▶ WHAT YOU NEED TO DO
Reproduce the stretch of the data from the line containing "y=434, one point per instance." through the line containing "x=34, y=745", word for word and with both of those lines included.

▶ A block of data
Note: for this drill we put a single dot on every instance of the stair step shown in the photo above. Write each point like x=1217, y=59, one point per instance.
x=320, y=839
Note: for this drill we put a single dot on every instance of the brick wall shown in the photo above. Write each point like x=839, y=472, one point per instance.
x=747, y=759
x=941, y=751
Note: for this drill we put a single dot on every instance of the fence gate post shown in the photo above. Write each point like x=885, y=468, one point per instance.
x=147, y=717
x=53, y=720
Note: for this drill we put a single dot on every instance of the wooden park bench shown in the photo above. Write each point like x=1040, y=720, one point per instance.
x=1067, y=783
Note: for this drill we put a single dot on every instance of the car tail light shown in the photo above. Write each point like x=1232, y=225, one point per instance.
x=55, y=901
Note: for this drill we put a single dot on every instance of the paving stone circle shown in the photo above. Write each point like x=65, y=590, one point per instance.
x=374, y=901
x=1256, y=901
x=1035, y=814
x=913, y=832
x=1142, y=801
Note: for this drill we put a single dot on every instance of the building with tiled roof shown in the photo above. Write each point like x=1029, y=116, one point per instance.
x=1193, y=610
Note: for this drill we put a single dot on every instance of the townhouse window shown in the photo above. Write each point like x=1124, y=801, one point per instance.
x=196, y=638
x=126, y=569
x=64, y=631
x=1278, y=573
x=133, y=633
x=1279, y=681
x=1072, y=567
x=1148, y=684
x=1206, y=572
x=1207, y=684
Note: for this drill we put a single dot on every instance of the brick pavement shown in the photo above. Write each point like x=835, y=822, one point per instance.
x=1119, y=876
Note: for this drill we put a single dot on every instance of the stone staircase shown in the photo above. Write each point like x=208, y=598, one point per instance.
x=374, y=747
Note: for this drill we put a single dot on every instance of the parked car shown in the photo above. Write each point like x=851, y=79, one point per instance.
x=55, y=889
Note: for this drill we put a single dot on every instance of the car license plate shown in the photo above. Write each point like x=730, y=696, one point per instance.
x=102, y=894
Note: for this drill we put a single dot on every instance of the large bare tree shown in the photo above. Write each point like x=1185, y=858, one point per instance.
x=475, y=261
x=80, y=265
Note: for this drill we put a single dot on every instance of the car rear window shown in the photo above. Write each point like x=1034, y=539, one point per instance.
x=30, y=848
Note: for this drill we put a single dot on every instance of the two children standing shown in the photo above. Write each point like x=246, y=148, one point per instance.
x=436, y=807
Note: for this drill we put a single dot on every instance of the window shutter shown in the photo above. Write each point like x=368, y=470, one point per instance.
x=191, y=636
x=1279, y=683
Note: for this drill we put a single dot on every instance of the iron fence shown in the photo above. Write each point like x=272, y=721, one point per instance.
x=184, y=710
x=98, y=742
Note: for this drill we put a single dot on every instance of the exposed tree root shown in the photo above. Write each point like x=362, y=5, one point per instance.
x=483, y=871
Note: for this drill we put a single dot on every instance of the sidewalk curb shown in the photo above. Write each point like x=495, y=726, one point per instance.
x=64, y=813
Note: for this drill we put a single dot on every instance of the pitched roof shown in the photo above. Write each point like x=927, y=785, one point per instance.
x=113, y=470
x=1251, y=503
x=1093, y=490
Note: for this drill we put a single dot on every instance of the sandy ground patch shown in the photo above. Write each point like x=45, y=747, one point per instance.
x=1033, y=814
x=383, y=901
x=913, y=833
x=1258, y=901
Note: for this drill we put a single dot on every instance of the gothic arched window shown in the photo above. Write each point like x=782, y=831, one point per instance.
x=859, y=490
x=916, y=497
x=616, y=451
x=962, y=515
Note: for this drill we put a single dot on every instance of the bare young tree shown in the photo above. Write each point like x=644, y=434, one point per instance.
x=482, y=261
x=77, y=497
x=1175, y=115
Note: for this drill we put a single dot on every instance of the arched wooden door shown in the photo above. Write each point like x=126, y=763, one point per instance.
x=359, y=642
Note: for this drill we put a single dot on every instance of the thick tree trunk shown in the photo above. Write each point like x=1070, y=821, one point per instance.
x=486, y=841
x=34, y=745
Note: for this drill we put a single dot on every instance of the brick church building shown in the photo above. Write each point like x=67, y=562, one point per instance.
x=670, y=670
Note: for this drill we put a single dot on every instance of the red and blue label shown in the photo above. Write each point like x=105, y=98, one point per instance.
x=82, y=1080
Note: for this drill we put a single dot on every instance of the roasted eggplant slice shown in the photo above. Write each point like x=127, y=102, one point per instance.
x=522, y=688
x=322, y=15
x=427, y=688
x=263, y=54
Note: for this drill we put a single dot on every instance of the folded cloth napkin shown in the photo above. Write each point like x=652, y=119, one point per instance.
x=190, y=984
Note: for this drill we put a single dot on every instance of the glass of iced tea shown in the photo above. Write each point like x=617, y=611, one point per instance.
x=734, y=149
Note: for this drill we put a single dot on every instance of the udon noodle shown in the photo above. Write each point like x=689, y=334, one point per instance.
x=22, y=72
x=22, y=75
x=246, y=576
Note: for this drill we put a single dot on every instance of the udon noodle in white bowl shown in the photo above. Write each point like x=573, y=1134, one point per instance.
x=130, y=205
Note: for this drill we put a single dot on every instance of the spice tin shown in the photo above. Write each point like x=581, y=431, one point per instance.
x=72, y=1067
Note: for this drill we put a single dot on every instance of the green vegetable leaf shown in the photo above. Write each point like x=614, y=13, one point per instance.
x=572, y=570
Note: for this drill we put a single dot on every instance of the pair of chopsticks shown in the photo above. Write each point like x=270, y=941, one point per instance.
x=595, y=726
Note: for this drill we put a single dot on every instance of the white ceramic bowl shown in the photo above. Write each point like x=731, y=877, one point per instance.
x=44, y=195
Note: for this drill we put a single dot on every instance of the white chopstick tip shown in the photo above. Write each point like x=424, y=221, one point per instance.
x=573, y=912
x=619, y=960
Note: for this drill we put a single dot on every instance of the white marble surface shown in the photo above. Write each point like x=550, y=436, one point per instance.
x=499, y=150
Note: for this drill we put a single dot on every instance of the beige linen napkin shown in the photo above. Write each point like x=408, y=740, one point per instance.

▶ SOLUTION BELOW
Note: for this drill we put a single dot on every instance of the bare young tree shown in the photo above. Write each point like x=644, y=434, one point per instance.
x=482, y=261
x=77, y=497
x=1175, y=115
Note: for this drill we put a single dot on every instance of the arched wooden door shown in the photo above. Write each point like x=126, y=763, one point per instance.
x=359, y=642
Note: for this drill we put a single dot on every instance of the thick tree trunk shown in the photo above. Write each point like x=1070, y=821, one point per instance.
x=486, y=841
x=34, y=745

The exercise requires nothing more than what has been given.